--- Begin DATA PROVIDED ---

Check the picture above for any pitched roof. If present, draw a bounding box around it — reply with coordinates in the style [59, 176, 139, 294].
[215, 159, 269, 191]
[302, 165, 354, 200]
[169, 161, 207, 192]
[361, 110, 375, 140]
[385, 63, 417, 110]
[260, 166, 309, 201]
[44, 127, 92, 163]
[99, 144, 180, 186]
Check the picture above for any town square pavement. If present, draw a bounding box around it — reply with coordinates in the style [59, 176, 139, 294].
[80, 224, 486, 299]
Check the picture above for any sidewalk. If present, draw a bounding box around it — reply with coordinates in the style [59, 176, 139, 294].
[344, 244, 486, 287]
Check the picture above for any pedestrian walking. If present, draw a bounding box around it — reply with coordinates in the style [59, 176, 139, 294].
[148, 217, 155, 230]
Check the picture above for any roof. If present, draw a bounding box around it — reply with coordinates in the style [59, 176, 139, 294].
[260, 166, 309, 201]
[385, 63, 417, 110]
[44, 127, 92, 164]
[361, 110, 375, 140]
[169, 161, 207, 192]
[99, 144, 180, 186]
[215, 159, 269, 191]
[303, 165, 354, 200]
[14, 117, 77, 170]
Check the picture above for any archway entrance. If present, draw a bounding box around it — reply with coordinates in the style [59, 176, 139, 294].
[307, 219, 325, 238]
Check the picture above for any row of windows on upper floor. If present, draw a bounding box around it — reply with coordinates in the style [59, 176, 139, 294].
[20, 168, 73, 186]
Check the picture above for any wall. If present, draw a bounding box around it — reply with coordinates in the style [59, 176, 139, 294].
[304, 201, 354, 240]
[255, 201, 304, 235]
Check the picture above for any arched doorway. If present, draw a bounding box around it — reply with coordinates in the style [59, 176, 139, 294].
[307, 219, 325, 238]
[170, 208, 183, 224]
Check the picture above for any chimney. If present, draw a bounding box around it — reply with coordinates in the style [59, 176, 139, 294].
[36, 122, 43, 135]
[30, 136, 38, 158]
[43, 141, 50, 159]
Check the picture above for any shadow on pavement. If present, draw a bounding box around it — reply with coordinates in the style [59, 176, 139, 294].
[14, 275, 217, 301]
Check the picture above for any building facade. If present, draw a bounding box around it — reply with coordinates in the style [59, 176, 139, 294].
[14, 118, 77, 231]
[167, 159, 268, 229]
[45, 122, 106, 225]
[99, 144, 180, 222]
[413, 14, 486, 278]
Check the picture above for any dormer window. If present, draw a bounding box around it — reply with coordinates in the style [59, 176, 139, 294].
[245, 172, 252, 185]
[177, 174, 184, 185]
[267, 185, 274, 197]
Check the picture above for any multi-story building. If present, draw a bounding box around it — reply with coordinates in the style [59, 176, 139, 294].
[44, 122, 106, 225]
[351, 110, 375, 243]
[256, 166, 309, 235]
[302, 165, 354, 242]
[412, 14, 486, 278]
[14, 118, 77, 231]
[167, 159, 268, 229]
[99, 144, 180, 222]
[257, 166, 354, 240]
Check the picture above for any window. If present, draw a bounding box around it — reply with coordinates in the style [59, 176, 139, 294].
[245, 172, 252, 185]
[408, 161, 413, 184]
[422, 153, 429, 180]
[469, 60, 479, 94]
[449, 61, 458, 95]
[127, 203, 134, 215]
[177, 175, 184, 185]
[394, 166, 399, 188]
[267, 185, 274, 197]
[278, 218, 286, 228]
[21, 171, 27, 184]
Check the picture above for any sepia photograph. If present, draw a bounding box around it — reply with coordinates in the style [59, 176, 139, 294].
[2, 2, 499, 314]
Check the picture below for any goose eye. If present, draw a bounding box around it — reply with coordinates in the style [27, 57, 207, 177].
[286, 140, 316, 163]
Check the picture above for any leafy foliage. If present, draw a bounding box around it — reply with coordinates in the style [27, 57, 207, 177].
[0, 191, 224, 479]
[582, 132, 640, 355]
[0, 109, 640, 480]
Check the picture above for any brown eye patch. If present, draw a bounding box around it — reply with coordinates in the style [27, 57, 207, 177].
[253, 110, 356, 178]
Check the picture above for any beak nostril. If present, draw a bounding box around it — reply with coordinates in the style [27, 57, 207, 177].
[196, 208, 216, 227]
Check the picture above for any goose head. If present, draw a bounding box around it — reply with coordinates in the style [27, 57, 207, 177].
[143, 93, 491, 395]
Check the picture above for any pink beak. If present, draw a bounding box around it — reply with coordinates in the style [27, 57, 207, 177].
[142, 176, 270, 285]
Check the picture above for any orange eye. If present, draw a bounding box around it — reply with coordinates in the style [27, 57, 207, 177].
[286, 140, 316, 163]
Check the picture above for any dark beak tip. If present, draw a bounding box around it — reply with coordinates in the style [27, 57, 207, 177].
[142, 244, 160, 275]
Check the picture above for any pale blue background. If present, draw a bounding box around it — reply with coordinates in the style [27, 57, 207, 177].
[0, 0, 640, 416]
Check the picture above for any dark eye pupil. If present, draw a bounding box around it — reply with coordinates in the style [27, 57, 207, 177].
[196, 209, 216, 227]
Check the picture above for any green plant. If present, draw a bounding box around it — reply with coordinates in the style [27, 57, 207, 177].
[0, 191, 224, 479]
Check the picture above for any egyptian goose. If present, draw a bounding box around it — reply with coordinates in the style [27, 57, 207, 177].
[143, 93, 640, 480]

--- End DATA PROVIDED ---

*REQUIRED TASK:* Recast the material above as a numbered list, omitting any blank lines.

*EXERCISE SOLUTION:*
1. Check the picture above for any pitched roof. If present, draw a bounding box around it — reply with coordinates in the style [59, 176, 139, 294].
2. [215, 159, 269, 191]
3. [302, 165, 354, 200]
4. [169, 161, 207, 192]
5. [361, 110, 375, 140]
6. [385, 63, 417, 110]
7. [260, 166, 309, 201]
8. [44, 127, 92, 163]
9. [99, 144, 180, 186]
10. Check the picture above for any town square pavement. If present, draw a bounding box around it — reply with coordinates in the style [59, 176, 139, 294].
11. [80, 224, 486, 299]
12. Check the picture above for any sidewalk. If present, draw a bounding box around it — reply with coordinates in the style [59, 176, 139, 294].
13. [344, 244, 486, 287]
14. Check the picture above for any pedestrian walking. If present, draw a bounding box around it — reply with coordinates in the style [59, 176, 139, 294].
15. [148, 217, 155, 230]
16. Check the picture above for any roof. If present, draw a bounding box around it — reply with coordinates in the style [59, 176, 139, 294].
17. [260, 166, 309, 201]
18. [385, 63, 417, 110]
19. [44, 127, 92, 164]
20. [361, 110, 375, 140]
21. [169, 161, 207, 192]
22. [99, 144, 180, 186]
23. [215, 159, 269, 191]
24. [303, 165, 354, 200]
25. [14, 117, 77, 170]
26. Check the picture above for any archway entrance. If present, draw a bounding box around it — reply with coordinates in the style [59, 176, 139, 294].
27. [307, 219, 325, 238]
28. Check the picture above for any row of windows on upper floor. If present, draw a bounding box around it — reply with coordinates in the style [59, 176, 139, 294].
29. [20, 168, 73, 186]
30. Check the picture above for any wall. If present, draw a bounding box around it — reply with coordinates in the style [59, 176, 139, 294].
31. [304, 201, 354, 240]
32. [255, 201, 304, 235]
33. Check the picture above for any arched doorway. If present, draw a bounding box around it — reply with coordinates in the style [59, 176, 139, 294].
34. [307, 219, 325, 238]
35. [170, 208, 183, 224]
36. Check the picture above for any chimney. If present, draw a bounding box around it — reply with coordinates in the style [59, 176, 139, 294].
37. [36, 122, 43, 135]
38. [30, 136, 38, 158]
39. [43, 141, 50, 159]
40. Check the picture above for any shadow on pavement. If present, draw a bounding box around it — reply with coordinates in the style [59, 176, 139, 294].
41. [14, 275, 217, 301]
42. Check the picture above for any building facade. If present, draw a bounding box around it — reply with coordinates in the style [59, 176, 139, 294].
43. [14, 118, 77, 231]
44. [167, 159, 268, 229]
45. [45, 122, 106, 225]
46. [99, 144, 180, 222]
47. [413, 14, 486, 278]
48. Check the picture above for any dormer window. If present, draw a bounding box around it — reply with coordinates in the style [59, 176, 139, 294].
49. [245, 172, 252, 185]
50. [177, 174, 184, 185]
51. [267, 185, 274, 197]
52. Check the picture above for any multi-story building. If present, draw a bounding box around it — reply with coordinates in the style [59, 176, 139, 294].
53. [44, 122, 106, 225]
54. [351, 110, 375, 243]
55. [256, 166, 309, 235]
56. [302, 165, 354, 242]
57. [412, 14, 486, 278]
58. [14, 118, 77, 231]
59. [167, 159, 268, 229]
60. [99, 144, 180, 222]
61. [257, 166, 354, 240]
62. Check the picture above for any window. If present, draw a bounding box around it — reply with coordinates in the style [59, 176, 139, 294].
63. [245, 172, 252, 185]
64. [408, 161, 413, 184]
65. [422, 153, 429, 180]
66. [469, 60, 479, 94]
67. [449, 61, 458, 95]
68. [127, 203, 134, 215]
69. [177, 175, 184, 185]
70. [394, 166, 399, 188]
71. [267, 185, 274, 197]
72. [278, 218, 286, 228]
73. [21, 171, 27, 184]
74. Check the picture above for any sepia photograph. If present, draw a bounding box around it — reply with coordinates in the style [59, 176, 139, 294].
75. [2, 2, 499, 314]
76. Check the picture below for any goose eye. If present, draw a bounding box around it — reply with coordinates in the style [27, 57, 207, 177].
77. [286, 140, 316, 163]
78. Check the picture above for any leafy foliage. If present, draw a bounding box around it — reply with coordinates in the style [27, 57, 207, 177].
79. [0, 191, 224, 479]
80. [582, 132, 640, 355]
81. [0, 109, 640, 480]
82. Check the picture above for any brown eye patch. If present, draw a bounding box around it — reply with coordinates in the style [27, 57, 207, 177].
83. [253, 110, 356, 178]
84. Check the picture above for any beak nostril. If present, draw a bounding box around it — reply with coordinates in the style [27, 57, 207, 177].
85. [196, 208, 216, 227]
86. Check the picture above for any goose head. If present, draw a bounding box around it — reply with coordinates in the style [27, 57, 207, 177].
87. [143, 93, 491, 395]
88. Check the picture above for any pink beak. If present, draw a bounding box around it — reply with coordinates in the style [27, 57, 207, 177].
89. [142, 176, 270, 285]
90. Check the picture above for any orange eye. If present, draw a bounding box around it — reply with coordinates in the style [27, 57, 207, 177].
91. [286, 140, 316, 163]
92. Check the picture above for any dark beak tip. If present, draw a bounding box around it — reply with coordinates in the style [27, 57, 207, 177].
93. [142, 244, 160, 275]
94. Check the picture above for any pale blue background. If present, draw a bounding box around it — reply with coordinates in the style [27, 57, 207, 177].
95. [0, 0, 640, 416]
96. Check the picture above for any dark eye pupil. If present, draw a bounding box around it — reply with coordinates in the style [27, 57, 207, 177].
97. [196, 209, 216, 227]
98. Check the picture above for any green plant. If present, draw a bounding box around it — reply with coordinates in the style [27, 57, 207, 177].
99. [0, 191, 224, 479]
100. Check the picture above for any egyptian goose. If present, draw a bounding box around it — reply with coordinates in the style [27, 57, 207, 177].
101. [143, 93, 640, 480]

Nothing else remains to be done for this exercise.